▶ QUÉ HACER
Indica cuántas líneas de las filas contienen la cadena "Query", teniendo en cuenta mayúsculas y minúsculas. Escribe únicamente el número.

▶ DATOS DE ENTRADA
-.-.-

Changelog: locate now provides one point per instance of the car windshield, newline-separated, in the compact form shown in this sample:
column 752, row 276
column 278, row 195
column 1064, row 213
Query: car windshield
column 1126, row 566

-.-.-

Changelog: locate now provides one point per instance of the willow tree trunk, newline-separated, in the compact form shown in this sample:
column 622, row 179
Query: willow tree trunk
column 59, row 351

-.-.-

▶ RESPUESTA
2